Kamis, 10 Juli 2014

Kapan Bangsa-Bangsa di Dunia Ini Belajar Makan dengan Tangan?

Kamis, 10 Juli 2014

Setelah negara-negara kelompok BRICS (Brazil, Rusia, India, China, South Africa) bangkit, banyak yang mempertanyakan teori apa yang dapat menjelaskan kemajuan negara tersebut. Apakah hal itu dapat diterangkan dengan teori modernisasi, depedensi, atau sistem dunia, suatu aliran pemikiran utama ilmuwan sosial? Sebagai orang yang pernah mendalami ilmu pangan, saya mencoba “mengkiaskan” fenomena tersebut dengan pola budaya makan bangsa-bangsa di dunia.
Menurut Suwarsono dan Alvin Y. So (1994) dalam buku yang berjudul Perubahan Sosial dan Pembangunan, dikatakan teori modernisasi muncul tahun 1950-an pada saat Amerika Serikat menjadi negara adidaya. Teori ini dikembangkan untuk memodernisasi dunia ketiga yang baru merdeka. Sudah barang tentu teori ini dibuat untuk keperluan Amerika Serikat dan negara maju lainnya.
⁂
• **Soal Tertulis 1**: Sebutkan pada dekade berapa teori modernisasi muncul menurut sumber.
Catatan ini sama sekali tidak berhubungan dengan sumber.

• **Baris Tersimpan**:
⁂
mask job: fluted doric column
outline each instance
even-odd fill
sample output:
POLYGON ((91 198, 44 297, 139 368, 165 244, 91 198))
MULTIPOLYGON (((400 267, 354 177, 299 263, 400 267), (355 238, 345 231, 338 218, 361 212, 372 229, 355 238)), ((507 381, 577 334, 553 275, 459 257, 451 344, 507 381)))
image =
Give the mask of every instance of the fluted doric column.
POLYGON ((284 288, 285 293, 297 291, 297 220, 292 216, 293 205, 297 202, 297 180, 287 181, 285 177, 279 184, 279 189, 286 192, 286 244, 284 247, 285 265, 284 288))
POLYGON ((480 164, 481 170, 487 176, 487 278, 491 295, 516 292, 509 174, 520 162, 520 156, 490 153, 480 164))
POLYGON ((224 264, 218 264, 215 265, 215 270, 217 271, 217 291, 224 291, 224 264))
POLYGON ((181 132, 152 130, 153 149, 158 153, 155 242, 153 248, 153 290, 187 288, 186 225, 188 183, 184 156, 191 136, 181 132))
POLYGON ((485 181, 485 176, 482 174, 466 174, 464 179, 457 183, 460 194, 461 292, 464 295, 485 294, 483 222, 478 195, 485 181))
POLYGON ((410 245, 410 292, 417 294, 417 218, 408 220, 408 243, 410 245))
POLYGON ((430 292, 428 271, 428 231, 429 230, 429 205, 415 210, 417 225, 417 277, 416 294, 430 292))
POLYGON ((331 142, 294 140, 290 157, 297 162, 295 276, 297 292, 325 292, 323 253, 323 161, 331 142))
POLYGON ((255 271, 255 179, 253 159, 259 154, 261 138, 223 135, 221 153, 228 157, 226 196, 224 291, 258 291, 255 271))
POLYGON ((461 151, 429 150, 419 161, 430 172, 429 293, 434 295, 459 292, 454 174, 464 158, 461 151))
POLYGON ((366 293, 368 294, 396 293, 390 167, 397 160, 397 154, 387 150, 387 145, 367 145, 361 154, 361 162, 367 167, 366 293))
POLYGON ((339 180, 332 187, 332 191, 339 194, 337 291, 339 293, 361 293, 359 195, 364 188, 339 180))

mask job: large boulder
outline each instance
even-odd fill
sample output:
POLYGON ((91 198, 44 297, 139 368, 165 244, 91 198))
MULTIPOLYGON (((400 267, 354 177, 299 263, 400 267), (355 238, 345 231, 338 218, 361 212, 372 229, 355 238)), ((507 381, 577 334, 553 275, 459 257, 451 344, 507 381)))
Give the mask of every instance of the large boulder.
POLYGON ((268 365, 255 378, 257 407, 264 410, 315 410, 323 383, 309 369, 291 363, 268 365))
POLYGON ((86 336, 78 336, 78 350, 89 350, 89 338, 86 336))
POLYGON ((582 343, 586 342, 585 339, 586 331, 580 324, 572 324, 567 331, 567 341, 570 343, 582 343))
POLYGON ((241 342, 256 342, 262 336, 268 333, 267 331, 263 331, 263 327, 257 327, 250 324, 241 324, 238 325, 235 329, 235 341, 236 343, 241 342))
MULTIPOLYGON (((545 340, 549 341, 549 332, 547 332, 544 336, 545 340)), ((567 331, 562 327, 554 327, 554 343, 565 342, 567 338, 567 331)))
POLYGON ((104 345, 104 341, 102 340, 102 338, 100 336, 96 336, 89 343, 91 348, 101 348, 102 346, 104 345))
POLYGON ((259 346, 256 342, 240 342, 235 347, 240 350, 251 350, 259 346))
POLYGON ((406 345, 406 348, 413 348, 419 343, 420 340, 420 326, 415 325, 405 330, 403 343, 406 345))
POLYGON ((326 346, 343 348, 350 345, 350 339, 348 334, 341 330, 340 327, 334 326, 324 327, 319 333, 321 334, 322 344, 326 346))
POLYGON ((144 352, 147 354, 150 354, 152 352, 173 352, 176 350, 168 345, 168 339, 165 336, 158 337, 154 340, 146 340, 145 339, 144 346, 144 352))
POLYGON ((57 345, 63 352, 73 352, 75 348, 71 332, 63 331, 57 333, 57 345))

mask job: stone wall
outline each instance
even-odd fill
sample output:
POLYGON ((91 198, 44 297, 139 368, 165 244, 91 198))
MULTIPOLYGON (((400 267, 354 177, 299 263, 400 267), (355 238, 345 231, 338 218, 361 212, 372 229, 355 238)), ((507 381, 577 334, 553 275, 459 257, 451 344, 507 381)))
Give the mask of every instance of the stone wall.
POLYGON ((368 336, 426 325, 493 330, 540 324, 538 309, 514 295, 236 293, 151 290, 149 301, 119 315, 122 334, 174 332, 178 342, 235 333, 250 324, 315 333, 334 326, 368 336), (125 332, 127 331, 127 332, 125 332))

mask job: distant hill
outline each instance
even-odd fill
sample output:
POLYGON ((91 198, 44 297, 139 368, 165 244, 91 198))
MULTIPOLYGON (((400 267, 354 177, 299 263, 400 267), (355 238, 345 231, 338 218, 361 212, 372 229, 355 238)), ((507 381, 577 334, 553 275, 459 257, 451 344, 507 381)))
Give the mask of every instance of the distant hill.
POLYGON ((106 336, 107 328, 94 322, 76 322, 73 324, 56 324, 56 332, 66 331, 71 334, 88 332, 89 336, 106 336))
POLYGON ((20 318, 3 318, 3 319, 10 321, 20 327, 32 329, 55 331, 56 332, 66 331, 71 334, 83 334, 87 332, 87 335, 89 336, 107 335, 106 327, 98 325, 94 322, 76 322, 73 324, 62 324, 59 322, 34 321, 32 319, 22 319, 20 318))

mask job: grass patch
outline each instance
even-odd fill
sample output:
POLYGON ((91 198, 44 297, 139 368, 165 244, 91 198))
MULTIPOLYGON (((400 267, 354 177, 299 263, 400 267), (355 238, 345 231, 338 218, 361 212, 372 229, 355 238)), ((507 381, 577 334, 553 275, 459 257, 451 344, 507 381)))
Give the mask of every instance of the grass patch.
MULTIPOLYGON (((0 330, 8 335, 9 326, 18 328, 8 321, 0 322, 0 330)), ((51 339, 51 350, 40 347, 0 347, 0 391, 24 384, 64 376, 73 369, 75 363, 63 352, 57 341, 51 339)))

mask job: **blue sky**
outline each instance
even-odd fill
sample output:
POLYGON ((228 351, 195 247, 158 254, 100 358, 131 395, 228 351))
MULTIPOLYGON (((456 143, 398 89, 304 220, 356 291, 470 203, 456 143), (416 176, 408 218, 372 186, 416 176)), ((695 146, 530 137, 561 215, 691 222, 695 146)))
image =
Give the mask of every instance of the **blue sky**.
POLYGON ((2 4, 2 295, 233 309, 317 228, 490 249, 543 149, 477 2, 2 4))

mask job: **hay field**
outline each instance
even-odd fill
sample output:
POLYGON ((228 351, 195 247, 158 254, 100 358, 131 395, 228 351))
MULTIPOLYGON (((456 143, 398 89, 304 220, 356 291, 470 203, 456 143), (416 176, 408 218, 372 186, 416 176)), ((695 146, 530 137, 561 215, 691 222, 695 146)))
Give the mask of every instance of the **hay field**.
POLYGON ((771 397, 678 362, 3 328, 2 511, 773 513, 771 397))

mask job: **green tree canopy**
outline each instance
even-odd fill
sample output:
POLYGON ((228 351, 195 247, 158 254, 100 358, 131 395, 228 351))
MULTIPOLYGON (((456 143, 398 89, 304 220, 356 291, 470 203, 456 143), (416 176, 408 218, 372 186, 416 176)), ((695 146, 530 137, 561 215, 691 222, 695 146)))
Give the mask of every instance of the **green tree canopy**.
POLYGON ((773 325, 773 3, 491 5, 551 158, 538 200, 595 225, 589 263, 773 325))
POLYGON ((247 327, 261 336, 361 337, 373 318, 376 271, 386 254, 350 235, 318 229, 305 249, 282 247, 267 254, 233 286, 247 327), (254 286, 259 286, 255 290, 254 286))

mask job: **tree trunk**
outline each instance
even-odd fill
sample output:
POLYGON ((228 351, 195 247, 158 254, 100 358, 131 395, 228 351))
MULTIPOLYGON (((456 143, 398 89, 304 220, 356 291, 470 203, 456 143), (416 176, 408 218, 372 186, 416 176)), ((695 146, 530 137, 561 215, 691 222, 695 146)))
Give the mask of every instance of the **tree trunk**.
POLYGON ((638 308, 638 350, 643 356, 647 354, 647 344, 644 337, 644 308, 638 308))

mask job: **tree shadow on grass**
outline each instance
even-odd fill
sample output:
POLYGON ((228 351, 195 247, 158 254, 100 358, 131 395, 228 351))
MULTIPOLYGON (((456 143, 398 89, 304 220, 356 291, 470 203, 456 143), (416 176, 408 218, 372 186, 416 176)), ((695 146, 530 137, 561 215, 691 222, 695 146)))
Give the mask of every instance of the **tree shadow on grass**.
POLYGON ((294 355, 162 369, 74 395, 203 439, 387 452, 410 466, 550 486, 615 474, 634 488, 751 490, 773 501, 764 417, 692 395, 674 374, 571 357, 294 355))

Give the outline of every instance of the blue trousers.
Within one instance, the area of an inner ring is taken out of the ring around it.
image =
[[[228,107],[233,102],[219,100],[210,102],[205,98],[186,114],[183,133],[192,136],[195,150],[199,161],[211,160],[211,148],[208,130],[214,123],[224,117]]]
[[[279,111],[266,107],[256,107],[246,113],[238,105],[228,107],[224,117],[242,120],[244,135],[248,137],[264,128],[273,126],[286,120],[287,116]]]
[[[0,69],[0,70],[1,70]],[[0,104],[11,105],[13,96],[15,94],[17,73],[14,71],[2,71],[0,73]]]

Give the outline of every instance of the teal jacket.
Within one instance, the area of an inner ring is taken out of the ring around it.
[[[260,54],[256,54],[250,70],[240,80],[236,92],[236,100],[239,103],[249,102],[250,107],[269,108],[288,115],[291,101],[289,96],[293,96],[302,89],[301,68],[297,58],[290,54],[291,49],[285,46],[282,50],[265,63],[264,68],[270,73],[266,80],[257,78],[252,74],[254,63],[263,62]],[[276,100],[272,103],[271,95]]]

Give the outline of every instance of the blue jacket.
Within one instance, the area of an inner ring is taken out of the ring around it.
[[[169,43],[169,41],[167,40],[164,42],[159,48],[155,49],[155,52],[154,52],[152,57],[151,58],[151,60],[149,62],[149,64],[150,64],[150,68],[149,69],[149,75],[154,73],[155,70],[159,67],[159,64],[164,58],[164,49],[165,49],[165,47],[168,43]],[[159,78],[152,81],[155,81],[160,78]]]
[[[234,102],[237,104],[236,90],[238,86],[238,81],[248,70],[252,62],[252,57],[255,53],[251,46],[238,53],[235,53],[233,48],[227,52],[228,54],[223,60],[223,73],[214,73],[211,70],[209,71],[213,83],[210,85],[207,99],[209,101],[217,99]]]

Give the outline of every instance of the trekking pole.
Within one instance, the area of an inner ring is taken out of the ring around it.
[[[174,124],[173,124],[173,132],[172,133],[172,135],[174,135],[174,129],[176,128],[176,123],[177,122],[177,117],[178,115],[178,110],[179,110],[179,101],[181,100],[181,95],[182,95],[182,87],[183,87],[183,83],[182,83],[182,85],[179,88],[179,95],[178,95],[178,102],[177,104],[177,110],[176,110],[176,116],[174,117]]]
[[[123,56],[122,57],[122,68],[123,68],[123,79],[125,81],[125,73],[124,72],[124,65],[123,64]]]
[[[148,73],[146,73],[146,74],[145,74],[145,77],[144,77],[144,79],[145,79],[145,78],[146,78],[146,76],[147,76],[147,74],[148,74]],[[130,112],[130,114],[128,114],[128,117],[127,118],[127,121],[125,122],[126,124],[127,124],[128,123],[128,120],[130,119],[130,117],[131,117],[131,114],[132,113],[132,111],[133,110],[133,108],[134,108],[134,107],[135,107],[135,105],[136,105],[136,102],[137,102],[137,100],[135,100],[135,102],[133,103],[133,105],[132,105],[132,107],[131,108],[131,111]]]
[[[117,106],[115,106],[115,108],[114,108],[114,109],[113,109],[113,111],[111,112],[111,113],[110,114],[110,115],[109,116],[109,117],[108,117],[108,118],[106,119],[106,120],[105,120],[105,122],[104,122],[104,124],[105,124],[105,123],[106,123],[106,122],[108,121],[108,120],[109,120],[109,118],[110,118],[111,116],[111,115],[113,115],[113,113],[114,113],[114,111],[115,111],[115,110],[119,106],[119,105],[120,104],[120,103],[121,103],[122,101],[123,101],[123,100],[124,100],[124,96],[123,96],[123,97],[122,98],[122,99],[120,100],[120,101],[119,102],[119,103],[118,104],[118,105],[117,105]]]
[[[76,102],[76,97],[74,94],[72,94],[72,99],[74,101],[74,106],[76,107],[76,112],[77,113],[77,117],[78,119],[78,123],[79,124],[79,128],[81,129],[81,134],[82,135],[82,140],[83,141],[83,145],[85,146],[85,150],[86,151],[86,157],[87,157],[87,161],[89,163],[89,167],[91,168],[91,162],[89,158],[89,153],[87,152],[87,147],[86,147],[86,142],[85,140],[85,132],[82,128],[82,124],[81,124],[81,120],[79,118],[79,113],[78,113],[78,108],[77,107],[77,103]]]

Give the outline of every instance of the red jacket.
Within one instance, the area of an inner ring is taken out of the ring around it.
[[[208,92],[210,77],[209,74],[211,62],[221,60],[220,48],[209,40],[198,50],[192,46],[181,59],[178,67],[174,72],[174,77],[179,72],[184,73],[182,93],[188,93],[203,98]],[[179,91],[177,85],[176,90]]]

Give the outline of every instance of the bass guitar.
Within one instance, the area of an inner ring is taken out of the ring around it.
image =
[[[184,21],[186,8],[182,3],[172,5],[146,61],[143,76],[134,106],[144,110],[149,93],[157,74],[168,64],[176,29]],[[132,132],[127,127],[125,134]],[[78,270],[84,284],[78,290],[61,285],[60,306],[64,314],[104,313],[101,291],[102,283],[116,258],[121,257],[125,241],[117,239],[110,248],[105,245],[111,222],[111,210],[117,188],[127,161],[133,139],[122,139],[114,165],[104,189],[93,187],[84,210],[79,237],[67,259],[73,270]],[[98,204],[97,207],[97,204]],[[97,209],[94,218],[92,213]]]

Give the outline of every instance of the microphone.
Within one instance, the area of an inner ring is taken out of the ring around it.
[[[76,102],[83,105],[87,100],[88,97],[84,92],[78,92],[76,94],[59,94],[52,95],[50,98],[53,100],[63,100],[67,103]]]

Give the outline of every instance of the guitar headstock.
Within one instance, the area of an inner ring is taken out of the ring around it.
⁂
• **Soal Tertulis 2**: Kumpulkan setiap baris dalam catatan yang memuat kata "wall", dengan membedakan huruf besar dan huruf kecil.

• **Jawaban Tertulis 1**: Teori modernisasi muncul pada tahun 1950-an, saat Amerika Serikat menjadi negara adidaya.

• **Jawaban Tertulis 2**:
mask job: stone wall
Give the mask of every instance of the stone wall.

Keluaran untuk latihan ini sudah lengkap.